§ **ОТРЫВОК**
###
Мало того, что «яйца разных курочек» выпущены «на одну сковородку». Будь всего лишь так, Розанов оставался бы неким беспринципным ироником, допустим – циником, но не более. Да, на одну сковородку, но «на том фоне, который по существу своему ложен и противен…» Пожалуй что, тут челюсть у читателя отвисает. Какая-то бездна распахивается. Если фон этой сковородки по существу своему ложен, то какова же, черт возьми, цена этой яичнице из «искренних» яиц?

Да, но и этого напряжения черной бездны Розанову мало, и он бросает вдогонку внезапнейший факт: и я «сделал это с восклицанием: – Со мною Бог».

Это типично дзэнские прыжки из профанного в сакральное и назад, вводящие традиционно-линейную (не полифонную) мысль в шок, в смутьянское смущенье, в смуту, в смерть.

В том внутреннем измереньи, где дана свобода струенью, профанное и сакральное не являются антагонистичными. В линейной логике последующее отвергает предыдущее, в полифоническом движеньи «факты» выстраиваются иначе.

Розанов далее подчеркивает непритворность и непреднамеренность своего неумения различать «черное» и «белое». Причина же в том, что там, «где ангелы реют» – в самом деле не видно, «что Гималаи, что Уральский хребет, где Каспийское и где Черное море»… Да, «ангелы», конечно, существуют не в сфере нашей географии, это уж точно. Ангелы здесь – символ трансцендентального. Это и есть исток неразличения «черного» и «белого». И мимоходом, опять же, ирония, самоирония – «где ангелы реют»: Розанов с всклокоченными волосами и смятой в руках папироской в обществе ангелов – смешная сцена, смешная для самого Розанова, и он это прекрасно знает, когда так пишет, и знает, что это знает читатель. Однако в целом ему удается беспрецедентное: почти суггестивно внушить читателю (либо намекнуть между прочим), что «ангельские сферы» – это и абсолютно серьезно и абсолютно несерьезно одновременно.
###
[Записи пространственной разметки]
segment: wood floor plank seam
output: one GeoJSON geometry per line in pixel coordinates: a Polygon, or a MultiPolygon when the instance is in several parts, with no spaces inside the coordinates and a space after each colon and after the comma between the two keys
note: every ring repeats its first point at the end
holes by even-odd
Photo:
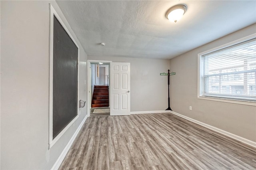
{"type": "Polygon", "coordinates": [[[256,170],[256,149],[169,113],[95,116],[59,169],[256,170]]]}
###
§ **ЗАДАНИЯ**
1) Изложите отрывок о Розанове в двух предложениях.
2) Назовите все географические объекты, упомянутые в отрывке о Розанове.

§ **ОТВЕТЫ**
1) Розанов не просто выпускает «яйца разных курочек» на одну сковородку, но делает это на фоне, который он сам называет ложным, и с восклицанием «Со мною Бог», и в этих дзэнских прыжках из профанного в сакральное профанное и сакральное не противостоят друг другу. Его непритворное неумение различать «черное» и «белое» имеет исток в трансцендентальном, символом которого служат ангелы, а благодаря иронии ему удается внушить читателю, что «ангельские сферы» одновременно абсолютно серьезны и абсолютно несерьезны.

2) Гималаи, Уральский хребет, Каспийское море, Черное море.